Point annotation dataset records
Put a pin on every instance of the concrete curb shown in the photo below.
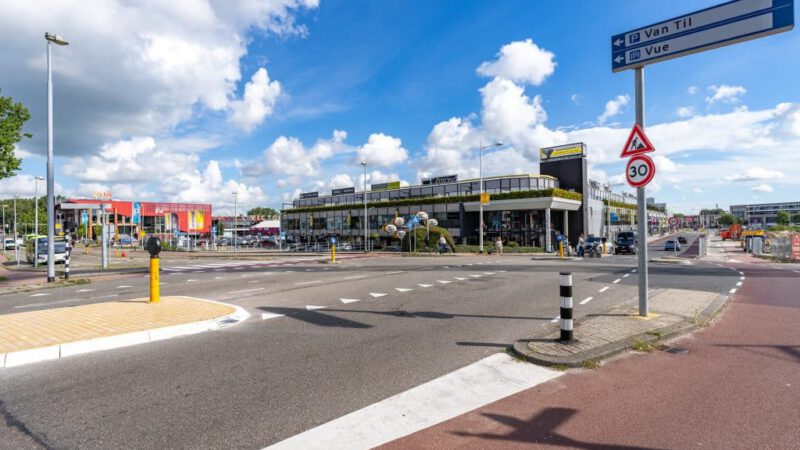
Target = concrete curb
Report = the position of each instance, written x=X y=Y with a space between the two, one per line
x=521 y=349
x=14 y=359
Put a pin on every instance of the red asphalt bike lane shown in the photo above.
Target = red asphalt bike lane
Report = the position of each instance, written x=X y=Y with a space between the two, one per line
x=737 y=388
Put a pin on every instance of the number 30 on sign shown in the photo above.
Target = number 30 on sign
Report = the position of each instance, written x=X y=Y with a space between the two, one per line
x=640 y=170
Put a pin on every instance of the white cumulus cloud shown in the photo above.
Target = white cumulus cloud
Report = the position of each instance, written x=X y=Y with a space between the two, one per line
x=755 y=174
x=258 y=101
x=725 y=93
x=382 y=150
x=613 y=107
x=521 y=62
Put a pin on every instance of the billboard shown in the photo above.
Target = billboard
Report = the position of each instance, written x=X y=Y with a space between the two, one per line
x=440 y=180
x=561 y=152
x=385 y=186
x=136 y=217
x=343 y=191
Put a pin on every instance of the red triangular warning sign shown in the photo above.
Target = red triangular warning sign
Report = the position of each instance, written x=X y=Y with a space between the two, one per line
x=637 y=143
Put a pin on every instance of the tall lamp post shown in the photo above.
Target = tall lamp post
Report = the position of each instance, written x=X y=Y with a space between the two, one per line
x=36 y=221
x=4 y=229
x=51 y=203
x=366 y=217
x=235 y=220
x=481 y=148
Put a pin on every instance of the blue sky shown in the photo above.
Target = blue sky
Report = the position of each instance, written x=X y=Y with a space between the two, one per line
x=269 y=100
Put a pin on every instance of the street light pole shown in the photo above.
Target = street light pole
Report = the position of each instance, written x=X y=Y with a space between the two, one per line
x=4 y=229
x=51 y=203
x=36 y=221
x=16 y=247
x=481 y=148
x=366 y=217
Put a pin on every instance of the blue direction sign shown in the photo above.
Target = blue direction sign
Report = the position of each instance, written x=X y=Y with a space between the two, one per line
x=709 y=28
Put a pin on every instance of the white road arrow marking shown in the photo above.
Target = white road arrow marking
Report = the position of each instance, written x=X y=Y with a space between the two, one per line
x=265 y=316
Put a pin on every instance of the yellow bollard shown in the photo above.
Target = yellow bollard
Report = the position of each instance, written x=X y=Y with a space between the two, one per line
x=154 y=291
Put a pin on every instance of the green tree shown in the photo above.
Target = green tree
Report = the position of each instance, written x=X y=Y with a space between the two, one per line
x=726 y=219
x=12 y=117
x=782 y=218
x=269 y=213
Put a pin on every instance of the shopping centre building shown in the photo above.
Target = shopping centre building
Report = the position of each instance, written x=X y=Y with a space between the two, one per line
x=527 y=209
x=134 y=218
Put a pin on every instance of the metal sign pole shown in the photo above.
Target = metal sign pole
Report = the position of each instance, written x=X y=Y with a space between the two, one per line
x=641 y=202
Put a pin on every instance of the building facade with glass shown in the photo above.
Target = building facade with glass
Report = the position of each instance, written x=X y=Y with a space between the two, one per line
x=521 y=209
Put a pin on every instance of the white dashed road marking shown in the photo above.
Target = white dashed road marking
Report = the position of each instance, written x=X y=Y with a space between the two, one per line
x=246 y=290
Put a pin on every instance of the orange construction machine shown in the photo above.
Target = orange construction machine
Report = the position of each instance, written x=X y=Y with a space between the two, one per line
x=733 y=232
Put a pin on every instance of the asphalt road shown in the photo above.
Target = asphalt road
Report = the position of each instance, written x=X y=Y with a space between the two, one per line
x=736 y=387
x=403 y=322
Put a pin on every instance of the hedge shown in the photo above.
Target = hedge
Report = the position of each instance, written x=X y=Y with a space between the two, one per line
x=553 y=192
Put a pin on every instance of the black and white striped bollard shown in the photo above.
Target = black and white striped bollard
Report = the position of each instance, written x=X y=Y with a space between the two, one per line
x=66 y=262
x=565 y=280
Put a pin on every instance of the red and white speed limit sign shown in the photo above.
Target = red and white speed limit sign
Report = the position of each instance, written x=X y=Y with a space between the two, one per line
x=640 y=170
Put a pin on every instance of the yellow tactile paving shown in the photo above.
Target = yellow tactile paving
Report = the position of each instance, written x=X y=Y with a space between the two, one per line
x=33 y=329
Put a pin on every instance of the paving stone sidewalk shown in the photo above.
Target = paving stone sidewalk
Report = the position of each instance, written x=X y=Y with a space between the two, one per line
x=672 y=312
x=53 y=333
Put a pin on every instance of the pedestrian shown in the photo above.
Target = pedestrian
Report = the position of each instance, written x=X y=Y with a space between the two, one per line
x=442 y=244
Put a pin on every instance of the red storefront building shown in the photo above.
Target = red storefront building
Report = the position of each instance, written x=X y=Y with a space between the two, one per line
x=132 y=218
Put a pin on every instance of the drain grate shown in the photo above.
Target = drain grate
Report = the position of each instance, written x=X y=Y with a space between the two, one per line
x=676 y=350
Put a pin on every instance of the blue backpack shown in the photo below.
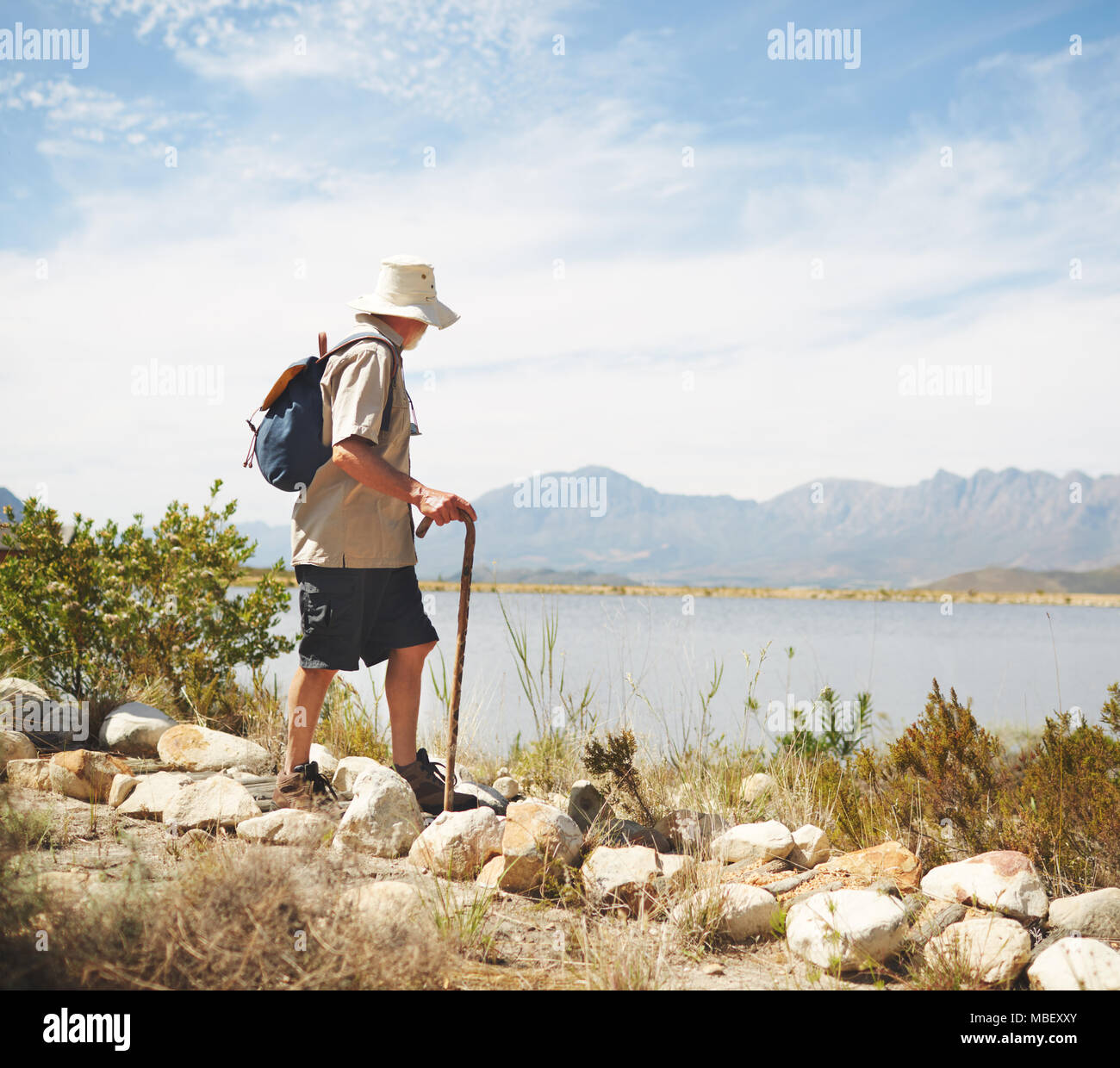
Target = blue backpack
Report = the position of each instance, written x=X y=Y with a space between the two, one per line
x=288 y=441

Exercise instructions
Copy every one of the records above word for word, and leave out the pictures.

Final result
Put a pin on every instance of the concrete curb shown in the photo below.
Target = concrete curb
Report = the position of each instance, written x=X y=Y with a space between the two, one per line
x=521 y=349
x=14 y=359
Put a pin on every instance of the red asphalt bike lane shown in the photo above.
Target = red asphalt bike lane
Report = the position of each instance, written x=X y=Y with a space between the two, one per line
x=737 y=388
Put a pin on every instance of the number 30 on sign shown in the photo above.
Target = number 30 on sign
Report = the position of each instance, written x=X y=Y with a space between the two, one per line
x=640 y=170
Put a pin on every instance of the white cumulus cloud shown in the photo above.
Target = white cumulus cloud
Report = the position of each instance, written x=X y=Y with a space between the two, one per line
x=755 y=174
x=258 y=101
x=725 y=93
x=382 y=150
x=613 y=107
x=521 y=62
Put a pin on every instance of the billboard shown in the photo above.
Target = billboard
Report = the position of each instance, written x=X y=Y with a space between the two, one per line
x=440 y=180
x=561 y=152
x=385 y=186
x=136 y=217
x=343 y=191
Put a pin on every instance of the red triangular warning sign shown in the photo above.
Target = red triangular warning sign
Report = the position of each instance, written x=X y=Y with a space between the two, one per line
x=637 y=143
Put a pin on every instance of the tall lamp post shown in the photo above.
Target = tall lamp post
Report = the position of each instance, written x=X y=Y with a space between the two, one per line
x=36 y=221
x=4 y=229
x=51 y=203
x=366 y=217
x=235 y=220
x=481 y=148
Put a pin on every instance of the blue sky shown in the photo above.
Target = blue sky
Report = the position of each instance, written x=X y=Y with a space between the two, one per line
x=269 y=100
Put a pin on every instance of the street light pole shown in the photo above.
Target = street light pole
Report = the position of each instance, written x=X y=Y with a space between the two, one per line
x=4 y=229
x=51 y=203
x=36 y=221
x=16 y=247
x=481 y=148
x=366 y=217
Put a pin on every instance of the blue direction sign shown in the photo above.
Target = blue direction sign
Report = the position of each instance, written x=X y=Y with a space between the two, one per line
x=709 y=28
Put a pin on every instance of the white road arrow marking shown in the photo above.
Target = white road arrow marking
Report = the position of each instance, written x=X y=Y with a space between the two, one per line
x=265 y=316
Put a pin on every instance of the yellow bollard shown in the photo above.
Target = yellow bollard
Report = the position of each instance, written x=X y=Y with a space between the two, one per line
x=154 y=291
Put a pin on every instance of the green tree shown in the photo above.
Target = green tree
Report = the position of each instance, written x=X y=Y with a space between the two, one per line
x=726 y=219
x=12 y=117
x=782 y=218
x=269 y=213
Put a pin on every instance of the shopping centre building shown in the photo above.
Target = shopping centre building
Report = the position of each instance, written x=X y=Y with a space between the two, one per line
x=527 y=209
x=134 y=218
Put a pin on every instance of the metal sign pole shown in the photo above.
Target = metal sign pole
Report = the position of each instance, written x=X y=Y with a space between the two, one per line
x=641 y=202
Put a pin on every instance of the building facade with glass shown in the photo above.
Target = building facade with glass
Report = the position of each instance, written x=X y=Y with a space between the two, one per line
x=521 y=209
Put a pin on every instance of the white dashed road marking shown in the photo above.
Target = white dashed road marking
Report = the position of each instance, written x=X y=Y with a space between the two, one per line
x=246 y=290
Put a pin on every instance of the orange construction machine shown in the photo above.
Target = orange construction machine
Report = the position of each instance, written x=X y=Y with a space between the two, one per line
x=733 y=232
Put a pin on every instance of the asphalt road shown in the photo above.
Target = asphalt road
Report = the position of each instance, written x=X y=Y with a space between the two, one per line
x=736 y=387
x=403 y=322
Put a pin on every instance of the hedge shown in the photo above.
Target = hedge
Report = the position of each instance, written x=X y=Y with a space between the two, one per line
x=553 y=192
Put a pin on every instance of the black and white striped bollard shown in the photo above.
Target = black and white striped bollard
Report = the position of each instance, written x=X y=Y with a space between the two, one per line
x=66 y=262
x=565 y=280
Put a pin on every instance of the red and white speed limit sign shown in the photo above.
Target = red and white speed limit sign
Report = the position of each instance, written x=X y=Y with a space between the two, one per line
x=640 y=170
Put a pin on every instance of the yellow tactile paving shown in the photo above.
Target = yellow tactile paving
Report = the position of each instance, written x=X y=Y with a space between the two, one per line
x=33 y=329
Put a pin on every instance of the paving stone sidewalk shown in the photo above.
Target = paving stone sidewalk
Report = the position of each instance, written x=X y=Y with a space between the two, one per line
x=672 y=312
x=53 y=333
Put a pin on every instance of the pedestrian shown in the photo above.
Target = pedestrian
Report = the position of each instance, written x=X y=Y with a space between the two, one per line
x=442 y=244
Put a pin on every instance of the red storefront building shown in the photo above.
Target = red storefront building
Report = the position of each instance, written x=X y=Y with a space between the two, one per line
x=132 y=218
Put a pin on every instance of the drain grate shown in the photo above.
Target = drain grate
Report = the position of each instance, written x=X y=Y with a space between the two, one per line
x=676 y=350
Put a pin on every instance of the blue backpack shown in the photo below.
Target = blue backpack
Report = the position of each instance, written x=X y=Y with a space between the two, one per line
x=288 y=441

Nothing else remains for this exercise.